» **Dataset rows**:

---+---

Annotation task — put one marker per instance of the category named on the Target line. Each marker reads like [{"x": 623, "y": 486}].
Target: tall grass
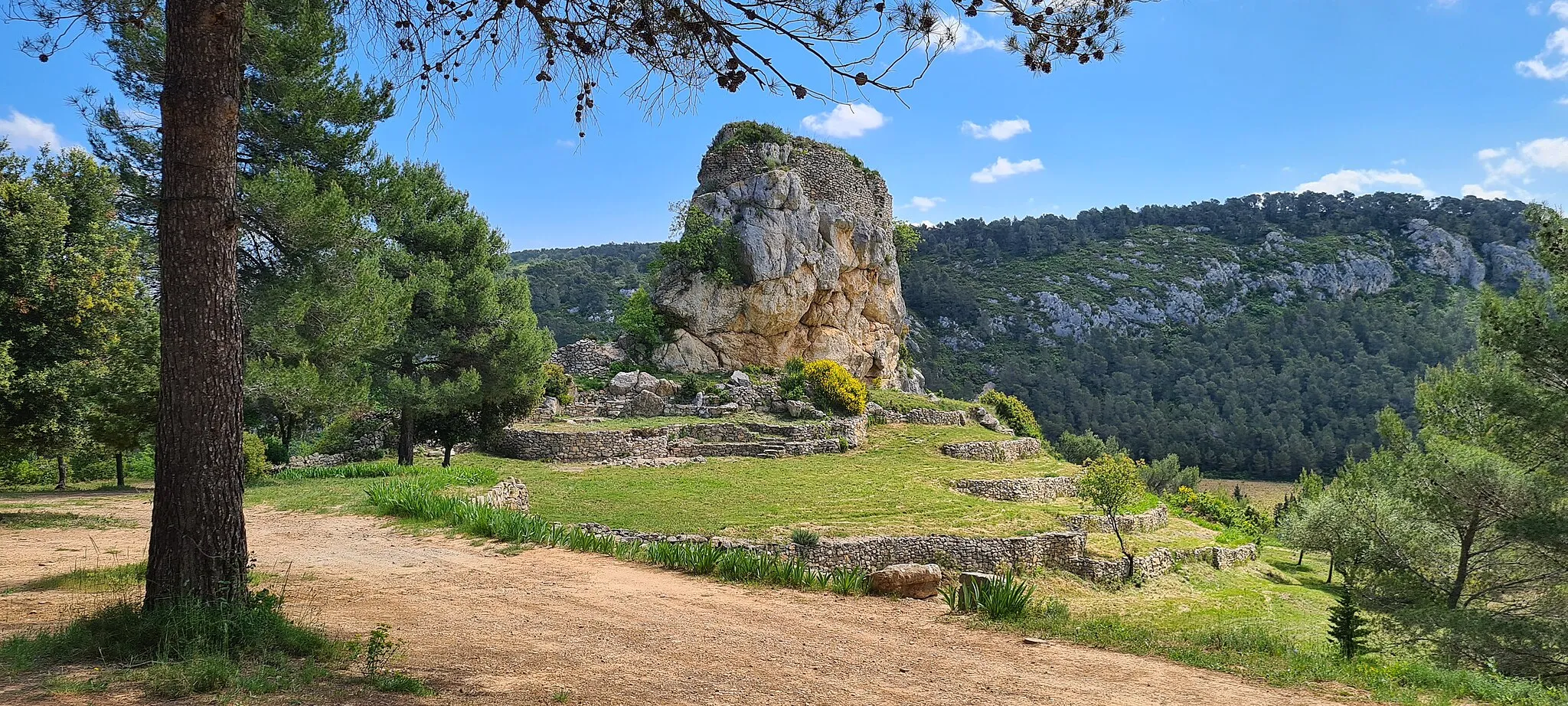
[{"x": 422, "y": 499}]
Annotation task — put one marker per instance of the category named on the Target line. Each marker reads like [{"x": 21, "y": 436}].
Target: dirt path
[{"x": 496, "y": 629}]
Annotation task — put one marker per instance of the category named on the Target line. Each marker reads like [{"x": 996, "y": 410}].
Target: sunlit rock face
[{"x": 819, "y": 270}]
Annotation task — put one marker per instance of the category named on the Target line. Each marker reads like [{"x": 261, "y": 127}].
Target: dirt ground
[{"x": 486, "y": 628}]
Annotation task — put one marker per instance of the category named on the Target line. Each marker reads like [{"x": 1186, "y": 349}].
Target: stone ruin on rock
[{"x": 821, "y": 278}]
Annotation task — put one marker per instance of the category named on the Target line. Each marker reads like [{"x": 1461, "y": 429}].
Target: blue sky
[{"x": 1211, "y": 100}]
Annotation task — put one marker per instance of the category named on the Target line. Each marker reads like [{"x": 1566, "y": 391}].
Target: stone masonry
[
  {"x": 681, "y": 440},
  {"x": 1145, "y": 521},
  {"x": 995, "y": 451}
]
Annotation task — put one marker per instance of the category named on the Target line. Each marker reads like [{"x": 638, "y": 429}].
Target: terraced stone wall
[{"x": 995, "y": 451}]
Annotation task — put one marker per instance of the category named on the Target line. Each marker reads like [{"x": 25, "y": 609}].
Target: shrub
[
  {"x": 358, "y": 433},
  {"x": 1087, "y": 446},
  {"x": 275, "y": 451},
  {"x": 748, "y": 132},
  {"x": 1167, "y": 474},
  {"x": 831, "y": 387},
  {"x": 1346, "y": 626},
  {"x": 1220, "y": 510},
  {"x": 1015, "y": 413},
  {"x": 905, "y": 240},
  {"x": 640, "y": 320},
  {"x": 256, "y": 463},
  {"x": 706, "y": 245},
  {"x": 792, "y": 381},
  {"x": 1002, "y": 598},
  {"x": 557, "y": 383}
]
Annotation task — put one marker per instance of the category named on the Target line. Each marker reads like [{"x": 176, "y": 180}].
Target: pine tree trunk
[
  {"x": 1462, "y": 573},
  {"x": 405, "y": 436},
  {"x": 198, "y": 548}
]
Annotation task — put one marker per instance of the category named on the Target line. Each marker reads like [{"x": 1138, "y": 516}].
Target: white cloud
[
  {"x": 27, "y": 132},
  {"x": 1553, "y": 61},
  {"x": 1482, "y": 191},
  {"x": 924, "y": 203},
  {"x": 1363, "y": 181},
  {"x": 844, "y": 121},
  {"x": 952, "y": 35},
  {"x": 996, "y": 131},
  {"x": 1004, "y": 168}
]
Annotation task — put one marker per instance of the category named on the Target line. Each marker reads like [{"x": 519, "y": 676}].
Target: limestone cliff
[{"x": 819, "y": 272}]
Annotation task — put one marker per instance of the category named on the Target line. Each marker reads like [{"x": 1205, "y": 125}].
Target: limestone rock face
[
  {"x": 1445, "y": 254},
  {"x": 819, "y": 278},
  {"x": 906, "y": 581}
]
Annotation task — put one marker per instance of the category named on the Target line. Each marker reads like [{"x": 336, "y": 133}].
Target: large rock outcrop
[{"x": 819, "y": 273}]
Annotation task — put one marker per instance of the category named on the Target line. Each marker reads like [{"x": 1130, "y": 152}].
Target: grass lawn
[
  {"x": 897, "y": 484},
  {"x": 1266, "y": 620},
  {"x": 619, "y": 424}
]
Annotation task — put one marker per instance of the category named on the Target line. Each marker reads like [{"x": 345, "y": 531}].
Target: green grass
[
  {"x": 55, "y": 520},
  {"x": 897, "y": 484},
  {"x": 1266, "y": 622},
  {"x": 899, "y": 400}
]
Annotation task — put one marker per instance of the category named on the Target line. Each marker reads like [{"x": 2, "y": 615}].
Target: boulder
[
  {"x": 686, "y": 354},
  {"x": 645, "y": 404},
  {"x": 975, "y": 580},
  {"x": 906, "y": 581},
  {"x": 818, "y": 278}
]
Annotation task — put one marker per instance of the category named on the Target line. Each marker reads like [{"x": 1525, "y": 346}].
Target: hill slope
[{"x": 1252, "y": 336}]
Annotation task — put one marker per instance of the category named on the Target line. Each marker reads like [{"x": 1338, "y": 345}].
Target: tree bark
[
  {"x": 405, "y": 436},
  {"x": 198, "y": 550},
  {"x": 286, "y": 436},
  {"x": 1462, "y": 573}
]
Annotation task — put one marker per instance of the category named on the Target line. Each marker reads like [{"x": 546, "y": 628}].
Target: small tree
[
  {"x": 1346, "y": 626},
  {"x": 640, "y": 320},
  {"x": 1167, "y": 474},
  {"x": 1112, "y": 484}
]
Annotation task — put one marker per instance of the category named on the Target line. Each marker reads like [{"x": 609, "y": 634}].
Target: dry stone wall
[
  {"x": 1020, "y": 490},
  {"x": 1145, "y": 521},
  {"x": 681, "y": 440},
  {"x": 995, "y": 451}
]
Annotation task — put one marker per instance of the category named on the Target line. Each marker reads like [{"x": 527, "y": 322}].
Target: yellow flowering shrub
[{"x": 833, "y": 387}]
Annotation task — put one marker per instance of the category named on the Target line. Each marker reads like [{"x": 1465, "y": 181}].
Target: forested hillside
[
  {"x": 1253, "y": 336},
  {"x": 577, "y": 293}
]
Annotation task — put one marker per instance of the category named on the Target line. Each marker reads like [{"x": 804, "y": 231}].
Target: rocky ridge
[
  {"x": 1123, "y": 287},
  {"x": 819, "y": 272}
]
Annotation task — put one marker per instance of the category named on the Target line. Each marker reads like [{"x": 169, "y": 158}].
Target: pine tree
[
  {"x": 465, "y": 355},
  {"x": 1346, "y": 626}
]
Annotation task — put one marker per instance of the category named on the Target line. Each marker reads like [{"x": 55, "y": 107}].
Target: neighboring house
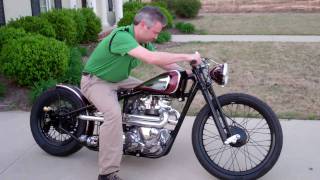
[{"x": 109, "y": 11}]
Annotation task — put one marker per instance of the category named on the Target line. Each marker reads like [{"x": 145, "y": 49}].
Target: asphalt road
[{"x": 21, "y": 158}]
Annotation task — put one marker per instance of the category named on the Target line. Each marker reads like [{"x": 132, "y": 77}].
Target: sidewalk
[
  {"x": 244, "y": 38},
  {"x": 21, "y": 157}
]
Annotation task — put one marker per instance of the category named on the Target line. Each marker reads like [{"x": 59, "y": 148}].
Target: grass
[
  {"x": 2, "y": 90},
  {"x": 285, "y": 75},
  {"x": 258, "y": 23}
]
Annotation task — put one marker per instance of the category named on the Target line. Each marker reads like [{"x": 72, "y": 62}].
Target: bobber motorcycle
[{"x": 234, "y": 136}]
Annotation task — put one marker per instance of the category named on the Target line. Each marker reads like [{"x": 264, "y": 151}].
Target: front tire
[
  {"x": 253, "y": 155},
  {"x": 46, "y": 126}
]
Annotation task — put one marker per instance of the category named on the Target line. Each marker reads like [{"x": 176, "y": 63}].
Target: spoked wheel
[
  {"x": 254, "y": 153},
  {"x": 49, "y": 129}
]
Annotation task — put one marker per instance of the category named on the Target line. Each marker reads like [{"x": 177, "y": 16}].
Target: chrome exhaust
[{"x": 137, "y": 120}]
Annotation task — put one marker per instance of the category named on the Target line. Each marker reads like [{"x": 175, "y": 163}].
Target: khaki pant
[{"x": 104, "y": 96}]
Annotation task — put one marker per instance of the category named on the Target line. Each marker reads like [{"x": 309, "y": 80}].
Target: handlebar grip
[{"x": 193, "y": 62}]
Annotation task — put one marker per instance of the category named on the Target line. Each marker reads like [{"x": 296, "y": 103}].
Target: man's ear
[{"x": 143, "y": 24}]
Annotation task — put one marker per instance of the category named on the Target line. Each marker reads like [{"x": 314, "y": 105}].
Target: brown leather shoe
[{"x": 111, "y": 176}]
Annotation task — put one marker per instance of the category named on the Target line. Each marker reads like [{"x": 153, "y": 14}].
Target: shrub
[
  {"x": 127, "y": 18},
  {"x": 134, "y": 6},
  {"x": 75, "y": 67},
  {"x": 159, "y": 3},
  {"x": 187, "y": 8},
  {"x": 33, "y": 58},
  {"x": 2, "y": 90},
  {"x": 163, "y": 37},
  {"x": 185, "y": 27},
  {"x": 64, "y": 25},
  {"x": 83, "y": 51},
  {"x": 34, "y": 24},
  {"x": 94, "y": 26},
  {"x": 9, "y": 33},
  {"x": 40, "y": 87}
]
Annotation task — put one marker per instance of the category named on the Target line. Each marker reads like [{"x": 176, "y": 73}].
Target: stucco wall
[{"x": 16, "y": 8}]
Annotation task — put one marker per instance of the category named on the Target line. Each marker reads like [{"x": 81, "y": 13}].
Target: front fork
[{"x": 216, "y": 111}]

---+---

List each line from the records above that contains the word "tree", copying every such line in full.

Target: pine tree trunk
Target: tree bark
Target: small tree
Target: pine tree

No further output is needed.